▶ [Task item]:
Once the pictures are set aside, repeat all of the data below exactly.

Segment Start: Input material

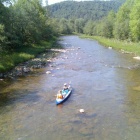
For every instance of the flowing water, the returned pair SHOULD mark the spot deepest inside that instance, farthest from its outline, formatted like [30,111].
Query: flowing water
[105,83]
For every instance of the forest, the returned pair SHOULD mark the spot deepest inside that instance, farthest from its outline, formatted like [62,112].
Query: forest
[25,24]
[111,19]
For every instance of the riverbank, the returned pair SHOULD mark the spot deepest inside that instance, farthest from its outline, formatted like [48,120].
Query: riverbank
[123,46]
[25,60]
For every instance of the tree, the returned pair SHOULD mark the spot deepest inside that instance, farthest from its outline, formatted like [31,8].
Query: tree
[121,28]
[135,21]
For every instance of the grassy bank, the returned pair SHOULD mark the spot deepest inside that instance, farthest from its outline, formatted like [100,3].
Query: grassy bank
[10,60]
[129,47]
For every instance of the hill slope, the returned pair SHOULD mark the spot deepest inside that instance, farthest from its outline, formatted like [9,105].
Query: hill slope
[85,9]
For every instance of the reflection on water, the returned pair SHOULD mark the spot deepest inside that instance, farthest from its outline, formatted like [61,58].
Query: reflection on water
[105,83]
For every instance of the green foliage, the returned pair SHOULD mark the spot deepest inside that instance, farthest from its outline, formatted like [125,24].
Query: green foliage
[135,21]
[121,27]
[88,10]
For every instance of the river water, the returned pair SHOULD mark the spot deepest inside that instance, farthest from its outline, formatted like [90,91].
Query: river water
[105,83]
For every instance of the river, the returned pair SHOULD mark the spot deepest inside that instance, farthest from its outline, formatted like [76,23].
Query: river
[105,83]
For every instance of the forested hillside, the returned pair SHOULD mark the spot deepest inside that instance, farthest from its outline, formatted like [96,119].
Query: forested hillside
[88,10]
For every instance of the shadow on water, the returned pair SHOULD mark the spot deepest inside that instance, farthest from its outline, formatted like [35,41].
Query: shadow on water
[8,98]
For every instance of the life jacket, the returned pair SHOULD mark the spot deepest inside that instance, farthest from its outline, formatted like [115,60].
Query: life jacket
[59,96]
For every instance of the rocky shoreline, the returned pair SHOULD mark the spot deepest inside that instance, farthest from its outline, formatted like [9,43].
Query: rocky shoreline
[30,66]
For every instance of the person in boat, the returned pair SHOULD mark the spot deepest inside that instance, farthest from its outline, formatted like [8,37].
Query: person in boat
[65,87]
[59,95]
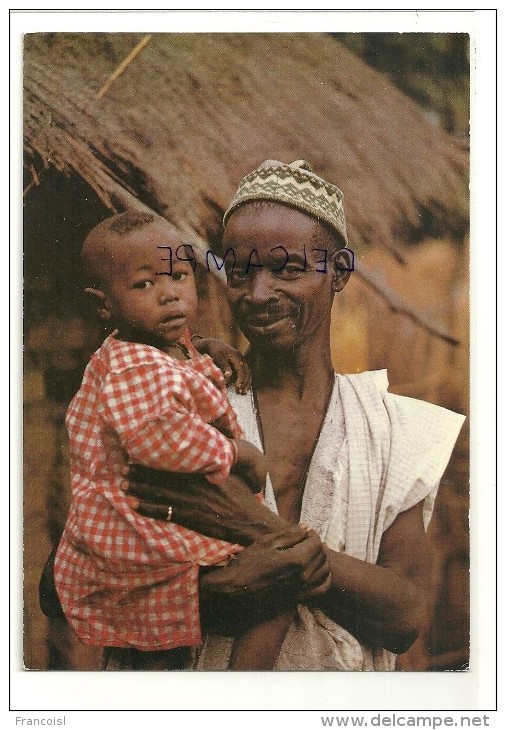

Segment End: Input material

▶ [Solved exercise]:
For every instance of the flowing water, the returned pair SHOULD mark the spot deepest inside that instance, farthest from its outline, formatted like [30,111].
Query: flowing water
[105,83]
For every instance of the forest, the returned pair SHOULD mark the spot deepest inside that instance, farthest from its outline, formatted like [62,112].
Query: forest
[25,24]
[111,19]
For every instance of the riverbank, the returned pair SHOULD mark the spot deepest inside that instance, farthest from its outline, formatted like [48,120].
Query: riverbank
[123,46]
[25,60]
For every instance of the tree, the returned pair SHOULD mark the spot deepest inside that instance, farthest from its outline, formatted like [31,8].
Query: tree
[121,28]
[135,21]
For every instance of the grassy bank, the returned pair SHOULD mark the spot deepest inside that instance, farthest from its outline, formatted like [100,3].
Query: grassy bank
[10,60]
[129,47]
For every instance of the hill slope, the returned pair SHOULD mark the spot deepest inside that instance, farthest from its outline, formatted like [9,105].
Query: hill slope
[85,9]
For every instance of the reflection on water, the returned pair SHOULD mark the spot deepest inside that instance, farthest from its outline, formatted like [61,58].
Query: reflection on water
[105,83]
For every instance of the green foliage, the returned pair SHOULD mark the spot deepest inside that instance, farthest from its outline, formatted like [125,24].
Query: green foliage
[135,21]
[121,27]
[88,10]
For every instance of the river water, the returned pair SHOULD mark the spot deepest inside that instance, farthest from its outline, formatted like [90,91].
Query: river water
[105,83]
For every instance of the river, the returned pair SHOULD mark the spot deepest inside that instance, farthest from its outline, formatted like [76,23].
Query: river
[105,83]
For every instance of the forested hillside, the returned pair SHOULD mark the spot deepest inside that instance, farthest from its outline, formatted like [96,119].
Query: forested hillside
[88,10]
For every instance of the shadow on water, the returned pair SHOULD mark the spot deepest inside that instance, farthest from its outline, formatted like [35,41].
Query: shadow on water
[8,98]
For every instance of the life jacket, the returned pair SHOULD mark the spot deepest inside that instance, farthest from its outline, formatted like [115,60].
Query: life jacket
[59,96]
For every instance of the rocky shoreline, the returned pair SHOULD mark the spot deepest inside that instance, farthest from its outline, formatted like [9,43].
Query: rocky shoreline
[30,66]
For every instance of the person in boat, the returned pair SHOULD mark the spot deepest inside that instance, farthest from its outline, formatted like [8,37].
Query: person in boat
[65,87]
[59,95]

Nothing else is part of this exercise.